Je ne peux pas terminer sans dire encore un mot de l’expédition que nous avons rencontrée à Zanzibar, et qu’on envoyait à la recherche de Livingstone. Le retour de ses membres a été blâmé par le Conseil de la Société royale de géographie ; j’avoue que ce blâme ne me paraît pas juste. L’argent nécessaire à l’entreprise avait été fourni par le public, à une époque où le bruit s’était répandu que j’avais échoué. Un article, publié dans les journaux par le Conseil, fit alors appel au bon vouloir de ceux qui pouvaient se charger de l’expédition. MM. Dawson, William Henn et Oscar Livingstone se présentèrent et ne reçurent pas d’autre ordre que de chercher le voyageur et de lui porter secours.

Partis avec la ferme intention de remplir leur mandat, ils arrivèrent à Bagamoyo, où ils apprirent que le voyageur était retrouvé et n’avait plus besoin d’eux. Leur chef se hâta de revenir à Zanzibar pour en référer au consul britannique, ainsi qu’il en avait le devoir. Le consul fut d’avis que la mission n’avait plus d’objet, et fit entendre que Livingstone était l’ennemi des géographes de la métropole ; ce que confirmait, du reste, le post-scriptum d’un certain livre bleu. Sur quoi le lieutenant Dawson abandonna l’entreprise, persuadé qu’il était que sa présence déplairait au grand voyageur. Le lieutenant Henn, à son tour, ne résigna le commandement qu’après en avoir référé au consul. Le jeune Livingstone devint alors chef de la bande ; mais il commençait à souffrir d’une maladie grave, qui, toujours d’après mister Kirk, le rendait incapable de faire un pareil voyage. L’expédition fut dissoute, et ces messieurs repartirent pour l’Angleterre.

DONNÉES BRUTES –
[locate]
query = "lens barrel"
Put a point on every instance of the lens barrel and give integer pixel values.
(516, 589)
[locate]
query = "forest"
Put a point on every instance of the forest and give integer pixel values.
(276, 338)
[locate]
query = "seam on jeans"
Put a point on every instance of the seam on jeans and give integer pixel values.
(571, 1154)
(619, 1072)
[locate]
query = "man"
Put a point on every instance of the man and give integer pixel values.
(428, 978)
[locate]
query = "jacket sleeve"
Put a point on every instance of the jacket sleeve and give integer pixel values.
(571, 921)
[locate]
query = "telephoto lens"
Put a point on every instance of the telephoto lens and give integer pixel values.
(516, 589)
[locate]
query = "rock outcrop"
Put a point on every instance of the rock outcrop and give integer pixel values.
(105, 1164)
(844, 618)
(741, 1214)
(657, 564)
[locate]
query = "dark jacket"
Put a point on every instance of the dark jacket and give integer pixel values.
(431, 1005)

--

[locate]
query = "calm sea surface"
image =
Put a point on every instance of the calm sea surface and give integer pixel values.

TÂCHES À RÉALISER –
a) Recopiez la partie de l'extrait qui commence aux mots « Je ne peux pas » et s'arrête après les mots « lui porter secours. ».
b) D'après l'extrait, qui devint chef de la bande après que le lieutenant Henn eut résigné le commandement ?

LISTE DES RÉPONSES –
a)
Je ne peux pas terminer sans dire encore un mot de l’expédition que nous avons rencontrée à Zanzibar, et qu’on envoyait à la recherche de Livingstone. Le retour de ses membres a été blâmé par le Conseil de la Société royale de géographie ; j’avoue que ce blâme ne me paraît pas juste. L’argent nécessaire à l’entreprise avait été fourni par le public, à une époque où le bruit s’était répandu que j’avais échoué. Un article, publié dans les journaux par le Conseil, fit alors appel au bon vouloir de ceux qui pouvaient se charger de l’expédition. MM. Dawson, William Henn et Oscar Livingstone se présentèrent et ne reçurent pas d’autre ordre que de chercher le voyageur et de lui porter secours.

b) Le jeune Livingstone devint alors chef de la bande.